## Your objective
Could you pick up the passage about the 2020 horse racing season and carry it on past its last sentence?

## Provided passage
* * * * * * *

It has been a long time since I played my little horse racing game that came in a self-contained cardboard box that was about 8 inches wide and about 12 inches long. The plastic horses, which were secured in the cardboard groves, were Seabiscuit, Citation, Twenty Grand, and two others I can’t remember. I think, maybe, Gallant Fox was one of them, and maybe Count Fleet or War Admiral.
The players would flick a little spinner with their fingertips, and the pointer would point to one of the horses which would get to move up a space. The flicking and pointing would continue until one of the horses crossed the finish line.
That little game was not too much different from the 2020 racing season. We don’t really know what is going to be the outcome. The big difference is race tracks have replaced the horses. Saturday was a prime example.
It was May 2, the first Saturday in May, a day that everybody involved in horse racing and significant millions of our friends attempt to digest all the data and come up with a winner. Like 2005, when my wife, Karen, studied the form and came up with Giacomo.
It didn’t hurt that our last name begins with the same three letters — Gia. Giacomo paid $102.50 for a $2 win ticket. But now, I don’t know if you can bet on the Kentucky Derby being run on Sept. 5, the tentatively scheduled date. Would you have bet in January the running of the Arkansas Derby to be on May 2?
In this bazzaro world, the Arkansas Derby went off as rescheduled on May 2, Derby Day. Now, the Kentucky Derby has been rescheduled for Sept. 5, and the Preakness and the Belmont Stakes are still in reschedule mode. We will wait and see and hope.
Hopefully, in Saturday’s lead up to the Kentucky Derby, the racing world was treated to two Arkansas Derbies, two Bob Baffert winners and two possibly spectacular racehorses. In a way the delays and rescheduling may have turned out well for Baffert.

* * * * * * *

## Data for review
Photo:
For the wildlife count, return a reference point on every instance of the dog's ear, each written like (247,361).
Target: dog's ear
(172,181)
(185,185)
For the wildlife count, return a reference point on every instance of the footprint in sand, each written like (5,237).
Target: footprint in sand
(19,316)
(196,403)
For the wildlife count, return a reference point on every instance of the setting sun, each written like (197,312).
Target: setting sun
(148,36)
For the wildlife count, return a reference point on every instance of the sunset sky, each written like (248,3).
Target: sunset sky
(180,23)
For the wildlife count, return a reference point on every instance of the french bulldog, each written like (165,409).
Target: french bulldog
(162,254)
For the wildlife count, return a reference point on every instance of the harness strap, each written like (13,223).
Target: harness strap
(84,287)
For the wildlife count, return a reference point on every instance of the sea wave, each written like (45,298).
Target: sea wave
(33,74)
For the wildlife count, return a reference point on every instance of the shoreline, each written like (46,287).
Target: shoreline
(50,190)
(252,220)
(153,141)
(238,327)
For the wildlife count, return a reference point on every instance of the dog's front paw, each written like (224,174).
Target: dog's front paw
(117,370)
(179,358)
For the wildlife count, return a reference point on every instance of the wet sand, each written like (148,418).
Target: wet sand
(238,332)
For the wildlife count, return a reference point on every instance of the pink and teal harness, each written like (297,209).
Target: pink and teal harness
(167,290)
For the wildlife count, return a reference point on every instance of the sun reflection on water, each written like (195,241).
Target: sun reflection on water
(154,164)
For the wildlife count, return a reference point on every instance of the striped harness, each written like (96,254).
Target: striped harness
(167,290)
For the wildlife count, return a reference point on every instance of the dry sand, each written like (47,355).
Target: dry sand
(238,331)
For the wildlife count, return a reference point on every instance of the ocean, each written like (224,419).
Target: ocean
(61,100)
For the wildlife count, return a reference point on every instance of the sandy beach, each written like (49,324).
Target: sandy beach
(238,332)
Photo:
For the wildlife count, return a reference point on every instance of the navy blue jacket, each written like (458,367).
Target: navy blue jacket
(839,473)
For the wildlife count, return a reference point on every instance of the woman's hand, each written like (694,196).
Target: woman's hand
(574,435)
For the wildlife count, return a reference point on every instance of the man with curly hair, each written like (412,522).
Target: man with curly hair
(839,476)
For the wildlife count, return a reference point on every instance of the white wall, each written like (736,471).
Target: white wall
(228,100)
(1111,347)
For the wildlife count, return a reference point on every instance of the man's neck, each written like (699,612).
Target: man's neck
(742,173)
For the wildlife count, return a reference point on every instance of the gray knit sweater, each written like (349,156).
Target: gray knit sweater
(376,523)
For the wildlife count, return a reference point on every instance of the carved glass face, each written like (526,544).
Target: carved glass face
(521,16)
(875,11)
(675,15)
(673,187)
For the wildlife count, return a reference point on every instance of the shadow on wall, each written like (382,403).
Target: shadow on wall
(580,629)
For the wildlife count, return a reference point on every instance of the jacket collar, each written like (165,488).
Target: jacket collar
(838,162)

* * * * * * *

## Task response
Charlatan ran and won the first division of the Arkansas Derby in spectacular fashion for a horse with only two starts and no stakes experience. However, he didn’t look like an inexperienced colt as he broke sharply from the starting gate and went quickly to the front.
As the son of Speightstown sped around the track in seasoned fashion, he posted swift fractions of :22 4/5, 46, and 1:09 3/5 for the quarter mile, half mile and six-furlong markers while maintaining an easy two-length lead. However, the real running didn’t start until the stretch where Charlatan opened up on his challengers and pulled away to a six-length lead at the wire.
Basin ran second and managed to hold Gouverneur Morris in third by a neck. It might be recalled that Gouverneur Morris is one of three sons of the stallion Constitution to be on the Derby trail. The others are Tiz the Law, the leading contender for the Kentucky Derby at this time.
The other son of Constitution is Independence Hall. This colt won the Nashua Stakes (G3) and the Jerome and ran second is the Sam F. Davis Stakes. Constitution is a 9-year-old son of Tapit, out of Baffled, a daughter of Distorted Humor.
Nadal, another Baffert trainee, won the second division of the Arkansas Derby, and ran his division in faster time — 1:48.34. Unlike Charlatan, Nadal allowed Wells Bayou to go to the front, but held second to the stretch.
The Baffert trainee moved to the lead at about the quarter pole and began to pull away to a three-length lead at the finish line. Nadal was purchase out of the Keeneland September Sale in 2018 for $65,000 by Randy Bradshaw, a long time Ocala trainer.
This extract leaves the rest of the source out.